Задание =
Замените «гармоники» на «балалайки» во фрагменте воспоминаний, начиная со слов «Как мы предполагали, так» и заканчивая словами «матом, стараясь высвободиться.», и запишите этот отрывок полностью.

Фрагмент источника =
▼
Изменить стиль страницы

Как мы предполагали, так и случилось. Киту, удивленная темнотой во всем доме и тем, что никто ее не встретил, услыхав какие-то непривычные звуки гармоники из залы, шум и смех, вошла в залу и остановилась на пороге в изумлении. А мы так вошли в роль, что даже на минуту обманули Киту картиной затеянной прислугой попойки. Но тут кто-то рассмеялся, и мы все окружили ее, один лишь Фидельман лежал забытый, спеленутый на полу и орал благим матом, стараясь высвободиться.

Киту была довольна результатом своей поездки и, хотя усталая, утешала меня, говоря, что графиня в восторге от своего приобретения и будет любить и беречь Хотылево. Дело было сделано. Надо было смириться, приняв случившееся как указание, волю самой судьбы.

* * *

Все воображение, а главное, энергия, которую я вложила в создание Хотылева, и широкая деятельность моя в Бежеце, не могли уже более замереть во мне. Прилив здоровых сил снова и снова толкал меня к новому творчеству и новому труду. Перенеся всю мою любовь на Талашкино, утешенная, примиренная, с обновленными и удвоенными силами я приступила к новым задачам.
▲
Выборка данных =
▼
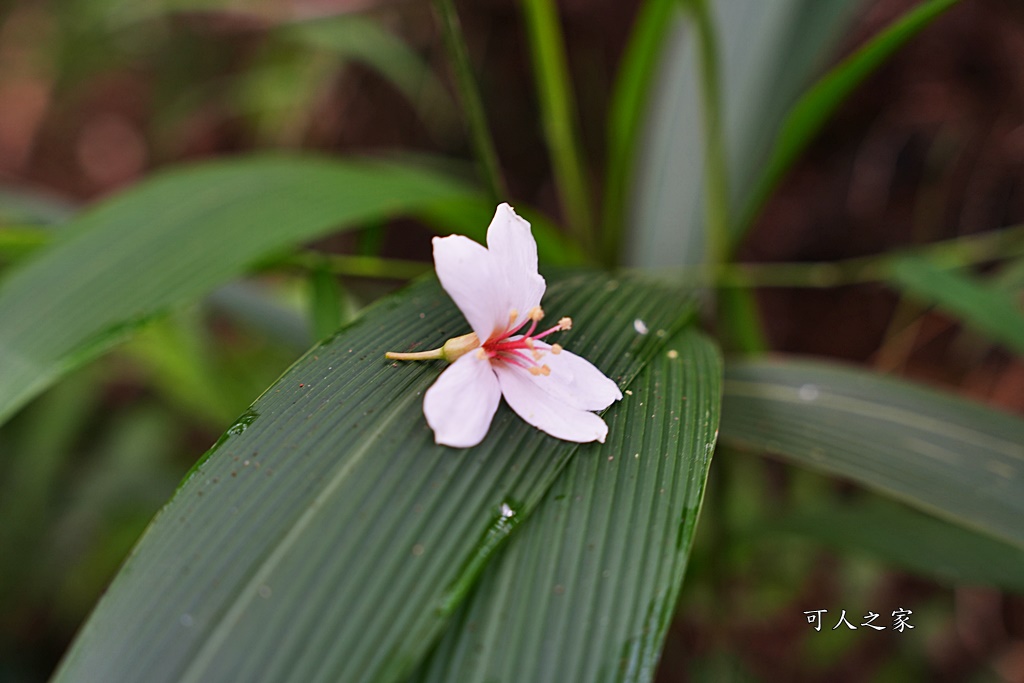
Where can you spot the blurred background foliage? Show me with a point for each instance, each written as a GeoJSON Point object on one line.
{"type": "Point", "coordinates": [96, 94]}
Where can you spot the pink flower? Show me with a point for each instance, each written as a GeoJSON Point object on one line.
{"type": "Point", "coordinates": [499, 290]}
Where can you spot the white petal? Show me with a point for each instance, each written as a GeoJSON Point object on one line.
{"type": "Point", "coordinates": [467, 273]}
{"type": "Point", "coordinates": [461, 403]}
{"type": "Point", "coordinates": [545, 411]}
{"type": "Point", "coordinates": [576, 381]}
{"type": "Point", "coordinates": [514, 254]}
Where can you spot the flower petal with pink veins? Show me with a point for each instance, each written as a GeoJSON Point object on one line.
{"type": "Point", "coordinates": [460, 406]}
{"type": "Point", "coordinates": [514, 256]}
{"type": "Point", "coordinates": [546, 412]}
{"type": "Point", "coordinates": [466, 270]}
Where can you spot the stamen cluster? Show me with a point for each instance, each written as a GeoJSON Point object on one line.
{"type": "Point", "coordinates": [521, 350]}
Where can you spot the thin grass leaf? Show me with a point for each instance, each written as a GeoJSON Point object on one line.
{"type": "Point", "coordinates": [904, 538]}
{"type": "Point", "coordinates": [955, 459]}
{"type": "Point", "coordinates": [626, 115]}
{"type": "Point", "coordinates": [767, 52]}
{"type": "Point", "coordinates": [586, 591]}
{"type": "Point", "coordinates": [988, 309]}
{"type": "Point", "coordinates": [811, 112]}
{"type": "Point", "coordinates": [326, 537]}
{"type": "Point", "coordinates": [558, 112]}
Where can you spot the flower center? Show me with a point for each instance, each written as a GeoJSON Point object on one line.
{"type": "Point", "coordinates": [521, 350]}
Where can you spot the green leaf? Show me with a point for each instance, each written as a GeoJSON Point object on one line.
{"type": "Point", "coordinates": [767, 53]}
{"type": "Point", "coordinates": [902, 537]}
{"type": "Point", "coordinates": [326, 537]}
{"type": "Point", "coordinates": [586, 591]}
{"type": "Point", "coordinates": [558, 112]}
{"type": "Point", "coordinates": [991, 310]}
{"type": "Point", "coordinates": [811, 112]}
{"type": "Point", "coordinates": [626, 116]}
{"type": "Point", "coordinates": [326, 302]}
{"type": "Point", "coordinates": [950, 457]}
{"type": "Point", "coordinates": [174, 238]}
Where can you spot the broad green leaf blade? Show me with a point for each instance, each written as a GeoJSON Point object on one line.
{"type": "Point", "coordinates": [945, 455]}
{"type": "Point", "coordinates": [810, 113]}
{"type": "Point", "coordinates": [904, 538]}
{"type": "Point", "coordinates": [587, 589]}
{"type": "Point", "coordinates": [326, 537]}
{"type": "Point", "coordinates": [173, 239]}
{"type": "Point", "coordinates": [768, 51]}
{"type": "Point", "coordinates": [991, 310]}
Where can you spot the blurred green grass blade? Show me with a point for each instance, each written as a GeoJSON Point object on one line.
{"type": "Point", "coordinates": [910, 540]}
{"type": "Point", "coordinates": [18, 205]}
{"type": "Point", "coordinates": [811, 112]}
{"type": "Point", "coordinates": [326, 537]}
{"type": "Point", "coordinates": [171, 240]}
{"type": "Point", "coordinates": [953, 458]}
{"type": "Point", "coordinates": [587, 589]}
{"type": "Point", "coordinates": [558, 112]}
{"type": "Point", "coordinates": [326, 302]}
{"type": "Point", "coordinates": [767, 53]}
{"type": "Point", "coordinates": [626, 116]}
{"type": "Point", "coordinates": [988, 309]}
{"type": "Point", "coordinates": [17, 242]}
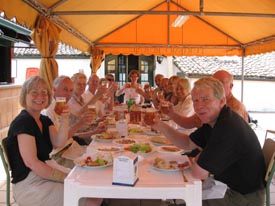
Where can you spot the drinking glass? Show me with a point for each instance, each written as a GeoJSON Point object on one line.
{"type": "Point", "coordinates": [59, 105]}
{"type": "Point", "coordinates": [149, 116]}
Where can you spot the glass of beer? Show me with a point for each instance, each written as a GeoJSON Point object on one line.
{"type": "Point", "coordinates": [92, 111]}
{"type": "Point", "coordinates": [59, 105]}
{"type": "Point", "coordinates": [149, 116]}
{"type": "Point", "coordinates": [164, 108]}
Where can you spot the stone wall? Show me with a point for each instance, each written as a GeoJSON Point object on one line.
{"type": "Point", "coordinates": [9, 106]}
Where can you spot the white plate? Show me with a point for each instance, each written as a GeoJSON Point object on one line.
{"type": "Point", "coordinates": [165, 170]}
{"type": "Point", "coordinates": [98, 138]}
{"type": "Point", "coordinates": [139, 152]}
{"type": "Point", "coordinates": [169, 149]}
{"type": "Point", "coordinates": [123, 141]}
{"type": "Point", "coordinates": [163, 141]}
{"type": "Point", "coordinates": [108, 149]}
{"type": "Point", "coordinates": [166, 162]}
{"type": "Point", "coordinates": [81, 162]}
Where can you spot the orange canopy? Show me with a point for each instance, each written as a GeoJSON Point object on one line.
{"type": "Point", "coordinates": [227, 27]}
▲
Решение задачи =
Как мы предполагали, так и случилось. Киту, удивленная темнотой во всем доме и тем, что никто ее не встретил, услыхав какие-то непривычные звуки балалайки из залы, шум и смех, вошла в залу и остановилась на пороге в изумлении. А мы так вошли в роль, что даже на минуту обманули Киту картиной затеянной прислугой попойки. Но тут кто-то рассмеялся, и мы все окружили ее, один лишь Фидельман лежал забытый, спеленутый на полу и орал благим матом, стараясь высвободиться.